[Referring expression data]

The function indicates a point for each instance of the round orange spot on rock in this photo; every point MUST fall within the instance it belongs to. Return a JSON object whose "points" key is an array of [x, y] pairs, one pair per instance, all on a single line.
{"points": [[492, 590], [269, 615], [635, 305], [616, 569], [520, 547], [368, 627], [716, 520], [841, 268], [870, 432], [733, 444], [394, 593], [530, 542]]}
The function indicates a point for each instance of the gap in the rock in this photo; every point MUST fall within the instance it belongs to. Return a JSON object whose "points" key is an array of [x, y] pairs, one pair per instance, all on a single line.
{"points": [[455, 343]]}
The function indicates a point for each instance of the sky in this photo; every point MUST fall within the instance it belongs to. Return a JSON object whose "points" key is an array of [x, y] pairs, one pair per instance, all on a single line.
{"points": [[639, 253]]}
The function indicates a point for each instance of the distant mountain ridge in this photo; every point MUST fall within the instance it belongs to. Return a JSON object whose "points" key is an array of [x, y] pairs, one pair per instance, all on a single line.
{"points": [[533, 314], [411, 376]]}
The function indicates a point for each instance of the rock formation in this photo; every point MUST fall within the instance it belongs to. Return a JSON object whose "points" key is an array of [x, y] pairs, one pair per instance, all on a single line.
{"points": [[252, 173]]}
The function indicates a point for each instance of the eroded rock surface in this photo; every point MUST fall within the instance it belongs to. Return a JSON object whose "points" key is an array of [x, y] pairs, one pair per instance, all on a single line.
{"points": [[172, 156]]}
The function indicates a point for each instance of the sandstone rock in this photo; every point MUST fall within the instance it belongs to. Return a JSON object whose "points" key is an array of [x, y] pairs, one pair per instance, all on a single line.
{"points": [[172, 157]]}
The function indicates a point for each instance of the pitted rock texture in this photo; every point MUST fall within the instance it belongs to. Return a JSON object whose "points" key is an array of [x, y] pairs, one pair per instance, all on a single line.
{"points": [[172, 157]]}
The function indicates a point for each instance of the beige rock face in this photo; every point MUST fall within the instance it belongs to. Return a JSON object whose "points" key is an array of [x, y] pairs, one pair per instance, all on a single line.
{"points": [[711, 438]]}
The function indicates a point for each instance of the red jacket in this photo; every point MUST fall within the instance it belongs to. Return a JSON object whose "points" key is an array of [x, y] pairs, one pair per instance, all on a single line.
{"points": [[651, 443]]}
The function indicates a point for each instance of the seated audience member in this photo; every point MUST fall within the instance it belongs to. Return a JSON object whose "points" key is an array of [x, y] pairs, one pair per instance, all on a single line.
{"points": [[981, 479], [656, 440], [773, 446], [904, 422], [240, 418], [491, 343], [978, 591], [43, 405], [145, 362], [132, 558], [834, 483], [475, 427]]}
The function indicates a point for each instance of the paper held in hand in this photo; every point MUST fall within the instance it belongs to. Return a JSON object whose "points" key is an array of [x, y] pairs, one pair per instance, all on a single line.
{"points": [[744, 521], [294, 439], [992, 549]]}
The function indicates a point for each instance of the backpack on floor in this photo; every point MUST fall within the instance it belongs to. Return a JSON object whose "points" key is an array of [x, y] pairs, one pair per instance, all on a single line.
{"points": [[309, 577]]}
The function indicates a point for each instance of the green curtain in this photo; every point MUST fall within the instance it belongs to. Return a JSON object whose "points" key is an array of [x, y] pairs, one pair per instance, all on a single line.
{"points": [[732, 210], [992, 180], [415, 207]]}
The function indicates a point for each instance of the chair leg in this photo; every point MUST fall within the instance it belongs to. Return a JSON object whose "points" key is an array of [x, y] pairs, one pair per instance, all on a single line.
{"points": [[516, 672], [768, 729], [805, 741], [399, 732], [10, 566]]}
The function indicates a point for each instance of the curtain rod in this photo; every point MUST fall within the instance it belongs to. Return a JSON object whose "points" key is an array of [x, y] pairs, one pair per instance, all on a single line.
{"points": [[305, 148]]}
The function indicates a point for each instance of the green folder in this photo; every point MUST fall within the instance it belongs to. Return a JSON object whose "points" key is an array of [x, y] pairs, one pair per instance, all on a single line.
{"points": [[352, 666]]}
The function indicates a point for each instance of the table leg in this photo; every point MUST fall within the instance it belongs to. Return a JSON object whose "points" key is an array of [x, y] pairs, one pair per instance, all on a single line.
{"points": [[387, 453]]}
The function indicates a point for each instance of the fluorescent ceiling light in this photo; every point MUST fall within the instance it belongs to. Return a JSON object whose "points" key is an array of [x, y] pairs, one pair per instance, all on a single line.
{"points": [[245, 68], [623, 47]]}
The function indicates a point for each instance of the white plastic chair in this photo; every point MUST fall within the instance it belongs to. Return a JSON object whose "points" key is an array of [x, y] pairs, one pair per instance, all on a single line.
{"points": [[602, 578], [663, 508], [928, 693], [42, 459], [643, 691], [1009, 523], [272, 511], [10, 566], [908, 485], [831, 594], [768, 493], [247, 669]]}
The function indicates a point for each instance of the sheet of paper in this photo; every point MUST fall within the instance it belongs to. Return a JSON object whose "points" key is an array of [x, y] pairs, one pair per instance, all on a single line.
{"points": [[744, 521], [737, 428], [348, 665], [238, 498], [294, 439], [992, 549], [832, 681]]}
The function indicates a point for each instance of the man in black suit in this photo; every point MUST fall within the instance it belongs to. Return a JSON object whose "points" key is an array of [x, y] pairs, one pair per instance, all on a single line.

(AIM OF THE EXERCISE):
Please transcribe all of the entries precisely.

(RESULT BELOW):
The function indicates a point for each instance of the round orange spot on rock in this photo; every point MUST fall within the instance it belongs to. Return a JSON object whose "points" key is an array of [x, y] pairs, one pair per instance, all on a single line.
{"points": [[492, 590], [269, 615], [635, 305], [616, 569], [520, 547], [368, 627], [716, 520], [841, 268], [870, 432], [733, 444], [394, 593], [530, 542]]}
The function indicates a point for each instance of the gap in the rock in this photo; every point MUST fall within the instance it belongs to. Return a JSON object whose "points" key is an array of [x, y] pairs, one pair per instance, all on a single line.
{"points": [[455, 343]]}
The function indicates a point for each instance of the sky in this photo; every point MUST fall within the instance it belongs to. Return a JSON object whose "points" key is an array of [x, y] pairs, one pair per instance, all on a single line.
{"points": [[639, 253]]}
The function indicates a point for each instance of the distant mountain ridge in this photo; every point MUST fall within the instance it belongs to. Return a JSON object whose "points" key is an array of [x, y] pairs, one pair per instance, all on a single line.
{"points": [[533, 314], [411, 376]]}
The function indicates a point for each instance of the rock formation in this photo; every point MUST fall within the instance it belongs to. Return a JSON object whose "points" key is an array of [x, y] pairs, one pair per instance, all on a single line.
{"points": [[252, 173]]}
The function indicates a point for each instance of the eroded rock surface in this photo; every point MUST fall within the instance it belongs to. Return a JSON object whose "points" key is an array of [x, y] pairs, one pair per instance, all on a single line.
{"points": [[172, 156]]}
The function indicates a point for each instance of the sandstone rock in this photo; every point MUST fall within the instance it belongs to. Return a JSON object whose "points" key is an array of [x, y] pairs, one pair per instance, all on a single line.
{"points": [[172, 157]]}
The function indicates a point for each instance of the pitted rock texture in this photo; every point MUST fall within the instance it belongs to. Return a JSON object whose "points" key is an array of [x, y] pairs, one pair per instance, all on a single line.
{"points": [[172, 157]]}
The function indicates a point for each instance of the beige rock face in this photo; every point MUST fall within the instance it belongs to. Return a JSON object whose "points" key is an array of [x, y] pairs, one pair per instance, all on a single line.
{"points": [[711, 438]]}
The function indicates a point for each instance of the red jacket in this photo; every point MUST fall within the instance it belongs to. Return a JSON object whose "points" key is an array of [x, y] pairs, one pair per instance, all on a single line.
{"points": [[651, 443]]}
The function indicates a point for each instance of the seated audience member in this photo; every point MUST fall within the instance it belongs to. Return a JSON object whose "points" key is an array of [x, y] pairs, one pair per instance, all on a single line.
{"points": [[981, 479], [656, 440], [773, 446], [904, 422], [240, 418], [491, 343], [978, 591], [43, 405], [145, 362], [132, 558], [834, 483], [475, 427]]}
The function indicates a point for each instance of the paper held in hand in this photo; every point MUST fall within the instance it belongs to. Return a JSON object whose "points" key is an array of [x, y] pairs, one pair per instance, all on a single line.
{"points": [[744, 521], [294, 439], [992, 549]]}
The function indicates a point for each instance of the backpack on floor in this photo; every point MUST fall within the instance it belongs to. Return a JSON object whose "points" key is an array of [x, y] pairs, one pair per instance, all on a single line.
{"points": [[309, 577]]}
The function indicates a point for each instance of the green curtain in this photo; every point MUST fall within the instance it belongs to. Return a JSON object whose "points" key is an array of [x, y] pairs, one pair per instance, all on a single line.
{"points": [[732, 210], [992, 180], [415, 207]]}
The function indicates a point for each instance of the chair leg in this photo; every point MUST fall within the instance it belongs to. Return a JSON object whose "points" key is an array of [x, y] pairs, one pair per instance, all on a single line.
{"points": [[516, 672], [768, 729], [805, 741], [399, 732], [10, 566]]}
The function indicates a point for each instance of the curtain rod in this photo; every point MUST fall within the instance it belongs to. Return a JSON object whose "points" key is an array of [x, y] pairs, one pair per instance, all on a single line.
{"points": [[305, 148]]}
The function indicates a point for each instance of the green folder in this photo; every point MUST fall within the instance it belongs to. Return a JSON object whose "points" key is an array of [x, y] pairs, one pair per instance, all on a single line.
{"points": [[352, 666]]}
The function indicates a point for each instance of the table leg in this photo; every point MUST fall within the instance it belongs to. Return a JSON object whose "points" key is an array of [x, y] pairs, one pair per instance, all on a single line.
{"points": [[387, 453]]}
The function indicates a point for each instance of the fluorescent ceiling light in this photo; every point MUST fall within the instance it belongs to. Return a JSON object whose "points" key is an array of [x, y] pairs, one pair per instance, all on a single line.
{"points": [[245, 68], [623, 47]]}
The function indicates a point for each instance of the white plastic chair in this photo; every point MUST fall within the instance it belongs to. Return a JSON object whose "points" key is an array of [x, y] pairs, one pair per instance, all on a single line.
{"points": [[602, 578], [663, 508], [928, 693], [42, 459], [643, 691], [1009, 523], [272, 511], [10, 566], [908, 485], [831, 594], [768, 493], [247, 669]]}
The function indicates a point for each instance of the sheet of paper in this photo; every point MUST fall within the instance it belongs to. Return a JSON object whose "points" key is an array of [x, y] pairs, one pair per instance, all on a single line.
{"points": [[744, 521], [737, 428], [348, 665], [238, 498], [294, 439], [992, 549], [832, 681]]}
The function indicates a point for each instance of the man in black suit in this photo; every point MUST fall within the instance it belongs to. Return a JSON object whose "points" key is an array of [x, y] pairs, one pair per instance, all on a single line.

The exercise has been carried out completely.